### DESCRIPTION OF THE TASK
Recast the lines of the records below as a numbered list, beginning at the line containing "find decorative pillow" and stopping after the line containing "Query: door frame". Include only those lines and omit any blank ones.

### SOURCE MATERIAL
=====

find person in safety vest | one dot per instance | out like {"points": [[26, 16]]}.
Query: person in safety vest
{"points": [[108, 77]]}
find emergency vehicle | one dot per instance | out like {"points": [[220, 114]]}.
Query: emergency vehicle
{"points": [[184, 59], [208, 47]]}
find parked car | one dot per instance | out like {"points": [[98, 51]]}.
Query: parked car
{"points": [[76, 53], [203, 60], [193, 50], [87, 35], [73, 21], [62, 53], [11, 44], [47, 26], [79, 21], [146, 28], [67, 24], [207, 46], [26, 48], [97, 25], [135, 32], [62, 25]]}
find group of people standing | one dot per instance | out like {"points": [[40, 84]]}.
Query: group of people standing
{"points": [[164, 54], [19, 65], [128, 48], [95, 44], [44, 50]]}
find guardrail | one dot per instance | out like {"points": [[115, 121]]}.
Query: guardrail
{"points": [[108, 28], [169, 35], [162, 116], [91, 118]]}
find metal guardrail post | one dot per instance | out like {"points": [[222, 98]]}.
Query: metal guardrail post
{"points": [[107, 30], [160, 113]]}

=====

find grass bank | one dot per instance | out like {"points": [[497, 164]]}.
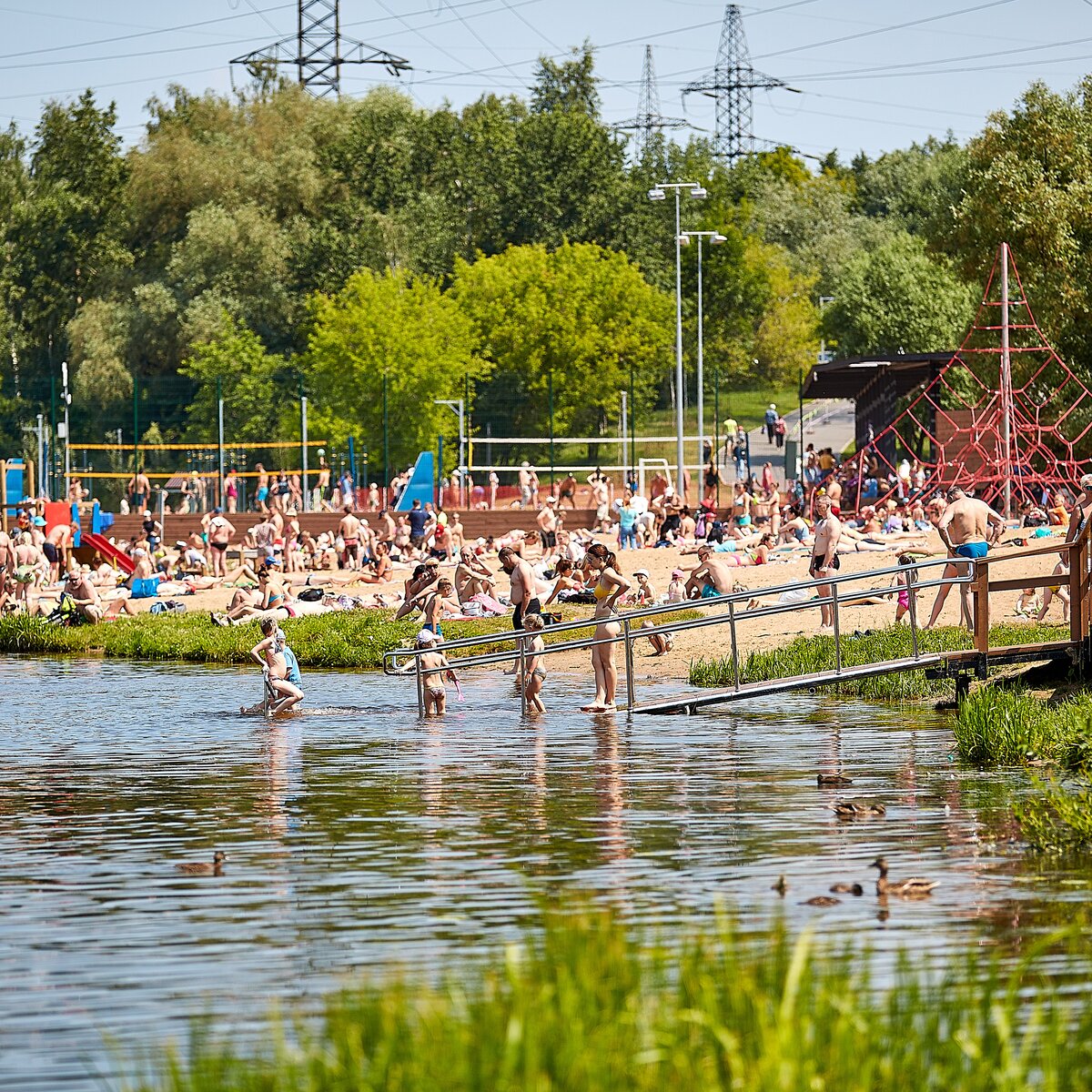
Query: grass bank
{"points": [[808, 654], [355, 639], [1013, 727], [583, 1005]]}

=====

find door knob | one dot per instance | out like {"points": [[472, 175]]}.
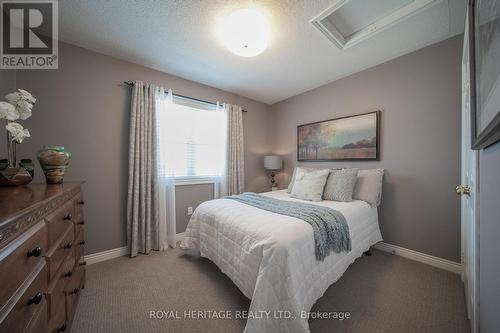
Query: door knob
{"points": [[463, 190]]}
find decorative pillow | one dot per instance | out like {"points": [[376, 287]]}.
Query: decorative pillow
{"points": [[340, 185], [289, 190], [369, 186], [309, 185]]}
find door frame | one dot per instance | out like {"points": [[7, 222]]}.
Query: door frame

=====

### OUTPUT OF THE TASK
1. find decorative pillow | one dot per instance | out like {"points": [[376, 287]]}.
2. Query: decorative pillow
3. {"points": [[340, 185], [289, 190], [369, 186], [309, 185]]}
4. find door frame | one dot per instance | out like {"points": [[7, 222]]}.
5. Query: door frame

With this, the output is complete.